BEGIN PROVIDED DATA
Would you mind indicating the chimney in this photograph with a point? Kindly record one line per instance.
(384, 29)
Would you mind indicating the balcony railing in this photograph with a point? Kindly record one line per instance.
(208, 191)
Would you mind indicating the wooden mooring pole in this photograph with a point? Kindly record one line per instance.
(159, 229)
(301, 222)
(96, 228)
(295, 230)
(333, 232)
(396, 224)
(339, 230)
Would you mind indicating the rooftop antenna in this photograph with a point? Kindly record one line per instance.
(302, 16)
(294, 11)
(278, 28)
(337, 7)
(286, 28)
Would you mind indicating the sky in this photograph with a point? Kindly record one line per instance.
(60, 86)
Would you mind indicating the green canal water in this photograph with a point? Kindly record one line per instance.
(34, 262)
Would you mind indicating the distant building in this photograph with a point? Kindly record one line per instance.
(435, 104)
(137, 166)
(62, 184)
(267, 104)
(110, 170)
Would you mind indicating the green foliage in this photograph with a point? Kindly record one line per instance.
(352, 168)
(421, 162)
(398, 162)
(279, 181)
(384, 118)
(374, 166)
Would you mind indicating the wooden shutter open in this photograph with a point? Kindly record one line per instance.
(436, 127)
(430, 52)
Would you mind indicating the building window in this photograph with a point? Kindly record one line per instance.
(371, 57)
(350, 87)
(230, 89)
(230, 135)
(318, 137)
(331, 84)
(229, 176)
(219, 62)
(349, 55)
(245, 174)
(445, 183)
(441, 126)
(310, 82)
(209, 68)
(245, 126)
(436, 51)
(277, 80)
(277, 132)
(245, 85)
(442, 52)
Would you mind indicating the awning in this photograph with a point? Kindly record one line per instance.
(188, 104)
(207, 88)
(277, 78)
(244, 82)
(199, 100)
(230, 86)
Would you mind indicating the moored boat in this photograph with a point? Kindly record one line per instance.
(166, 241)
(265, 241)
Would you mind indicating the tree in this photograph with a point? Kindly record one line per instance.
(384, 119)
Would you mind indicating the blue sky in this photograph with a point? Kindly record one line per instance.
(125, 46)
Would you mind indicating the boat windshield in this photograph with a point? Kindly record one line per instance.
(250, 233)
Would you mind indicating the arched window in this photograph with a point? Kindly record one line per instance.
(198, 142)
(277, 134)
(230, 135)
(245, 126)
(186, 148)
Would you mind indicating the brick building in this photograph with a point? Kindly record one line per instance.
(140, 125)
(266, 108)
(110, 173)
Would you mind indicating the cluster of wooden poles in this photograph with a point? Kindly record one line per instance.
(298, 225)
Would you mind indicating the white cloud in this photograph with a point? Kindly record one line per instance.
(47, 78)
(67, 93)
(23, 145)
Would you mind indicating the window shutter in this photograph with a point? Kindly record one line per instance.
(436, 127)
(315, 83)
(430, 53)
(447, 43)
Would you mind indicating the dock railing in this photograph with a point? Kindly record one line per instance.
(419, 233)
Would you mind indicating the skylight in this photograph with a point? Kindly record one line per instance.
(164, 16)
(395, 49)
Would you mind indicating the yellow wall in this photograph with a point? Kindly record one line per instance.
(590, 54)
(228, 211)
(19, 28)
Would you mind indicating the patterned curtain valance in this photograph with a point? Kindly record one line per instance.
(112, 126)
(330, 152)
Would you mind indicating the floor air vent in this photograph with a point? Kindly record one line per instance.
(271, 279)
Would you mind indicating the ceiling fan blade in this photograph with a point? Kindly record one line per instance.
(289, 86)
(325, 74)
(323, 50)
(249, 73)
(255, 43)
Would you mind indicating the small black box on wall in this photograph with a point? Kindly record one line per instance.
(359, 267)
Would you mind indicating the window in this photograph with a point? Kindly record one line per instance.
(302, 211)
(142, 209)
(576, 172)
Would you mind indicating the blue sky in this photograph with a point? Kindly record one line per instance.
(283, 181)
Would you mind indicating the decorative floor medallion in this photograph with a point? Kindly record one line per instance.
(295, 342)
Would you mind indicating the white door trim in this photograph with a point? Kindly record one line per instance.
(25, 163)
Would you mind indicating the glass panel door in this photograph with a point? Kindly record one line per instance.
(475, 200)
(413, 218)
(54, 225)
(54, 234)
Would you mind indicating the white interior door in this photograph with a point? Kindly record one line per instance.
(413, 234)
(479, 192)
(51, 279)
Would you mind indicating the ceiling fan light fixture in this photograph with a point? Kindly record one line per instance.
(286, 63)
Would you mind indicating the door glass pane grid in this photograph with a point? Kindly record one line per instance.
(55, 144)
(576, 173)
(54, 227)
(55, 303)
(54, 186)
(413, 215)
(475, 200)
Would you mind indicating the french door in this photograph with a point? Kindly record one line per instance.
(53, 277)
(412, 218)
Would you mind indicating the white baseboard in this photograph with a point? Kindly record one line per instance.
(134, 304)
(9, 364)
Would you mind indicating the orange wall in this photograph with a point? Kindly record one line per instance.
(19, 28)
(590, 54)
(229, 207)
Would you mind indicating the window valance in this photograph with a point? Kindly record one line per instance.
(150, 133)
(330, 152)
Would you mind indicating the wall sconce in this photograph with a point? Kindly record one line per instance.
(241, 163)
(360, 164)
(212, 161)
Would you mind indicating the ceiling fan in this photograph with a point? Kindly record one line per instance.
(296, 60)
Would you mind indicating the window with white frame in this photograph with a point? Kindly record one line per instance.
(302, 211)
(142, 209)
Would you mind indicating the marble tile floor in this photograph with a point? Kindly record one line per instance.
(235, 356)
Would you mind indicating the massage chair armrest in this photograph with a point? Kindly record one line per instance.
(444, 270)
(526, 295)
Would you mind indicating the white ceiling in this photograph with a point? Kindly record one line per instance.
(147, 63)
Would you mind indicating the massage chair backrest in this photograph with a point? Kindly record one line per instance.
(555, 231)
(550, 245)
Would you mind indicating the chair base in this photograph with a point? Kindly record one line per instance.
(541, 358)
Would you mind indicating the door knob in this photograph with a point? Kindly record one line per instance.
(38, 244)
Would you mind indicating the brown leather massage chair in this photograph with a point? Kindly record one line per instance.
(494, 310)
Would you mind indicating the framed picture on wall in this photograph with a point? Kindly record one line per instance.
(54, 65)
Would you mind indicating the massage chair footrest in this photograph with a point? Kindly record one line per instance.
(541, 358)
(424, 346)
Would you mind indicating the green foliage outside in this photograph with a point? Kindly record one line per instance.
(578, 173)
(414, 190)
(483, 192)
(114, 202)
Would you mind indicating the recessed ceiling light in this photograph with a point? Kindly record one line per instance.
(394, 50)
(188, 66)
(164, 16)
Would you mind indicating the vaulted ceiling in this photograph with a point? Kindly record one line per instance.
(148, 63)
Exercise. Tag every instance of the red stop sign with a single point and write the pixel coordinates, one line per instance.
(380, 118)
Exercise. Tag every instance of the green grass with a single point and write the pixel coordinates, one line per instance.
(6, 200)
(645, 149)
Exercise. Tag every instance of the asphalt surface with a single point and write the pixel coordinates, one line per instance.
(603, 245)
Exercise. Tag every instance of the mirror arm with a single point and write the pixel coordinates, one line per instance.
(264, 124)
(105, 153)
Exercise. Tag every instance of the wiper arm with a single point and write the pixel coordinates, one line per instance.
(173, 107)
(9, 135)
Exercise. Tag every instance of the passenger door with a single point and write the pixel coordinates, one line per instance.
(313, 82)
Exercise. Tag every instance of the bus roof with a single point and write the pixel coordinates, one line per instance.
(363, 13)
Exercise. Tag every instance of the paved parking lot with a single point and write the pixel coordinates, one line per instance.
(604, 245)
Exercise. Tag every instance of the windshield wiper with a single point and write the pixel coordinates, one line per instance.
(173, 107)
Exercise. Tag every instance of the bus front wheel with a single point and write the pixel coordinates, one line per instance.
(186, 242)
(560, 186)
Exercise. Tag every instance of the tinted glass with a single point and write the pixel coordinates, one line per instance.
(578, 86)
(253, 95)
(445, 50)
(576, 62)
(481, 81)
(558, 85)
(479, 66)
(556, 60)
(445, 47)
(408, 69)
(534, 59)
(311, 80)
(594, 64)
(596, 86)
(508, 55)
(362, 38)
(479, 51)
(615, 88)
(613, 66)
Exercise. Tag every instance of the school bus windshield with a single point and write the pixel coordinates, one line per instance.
END PROVIDED DATA
▶ ASSIGNED TASK
Return the lines from the one containing "Exercise. Tag every instance of the asphalt" through the last line of the records. Include both ends and nothing else.

▶ EXERCISE ANSWER
Exercise. Tag every instance of the asphalt surface with a single point and write the pixel coordinates, one line per instance.
(603, 245)
Exercise. Tag every instance of the mirror arm with a single point and write the pixel coordinates, one line per instance.
(264, 124)
(105, 153)
Exercise. Tag every instance of the wiper arm with a single point and write the pixel coordinates, one line per instance.
(173, 107)
(9, 135)
Exercise. Tag every instance of the passenger door with a single point and write the pixel coordinates, one line per instance.
(313, 82)
Exercise. Tag every instance of the bus roof with a single point and write the pixel coordinates, one line per instance.
(363, 13)
Exercise. Tag every instance of the paved parking lot with a single point and write the pixel coordinates, one line per instance.
(604, 245)
Exercise. Tag every instance of the windshield wiper with a single point and write the pixel coordinates, one line per instance.
(173, 107)
Exercise. Tag every instance of the bus front wheel with a single point and write the pixel coordinates, one line per instance.
(186, 242)
(560, 186)
Exercise. Tag every instance of the tinted glass with a single point and write the pixel coordinates, one line per instance.
(578, 86)
(253, 95)
(445, 50)
(576, 62)
(481, 81)
(558, 85)
(479, 66)
(556, 60)
(445, 47)
(408, 69)
(534, 59)
(311, 80)
(594, 64)
(596, 86)
(508, 55)
(362, 38)
(479, 51)
(615, 88)
(613, 66)
Exercise. Tag every instance of the school bus windshield with a single point and write the pixel coordinates, one line per instance.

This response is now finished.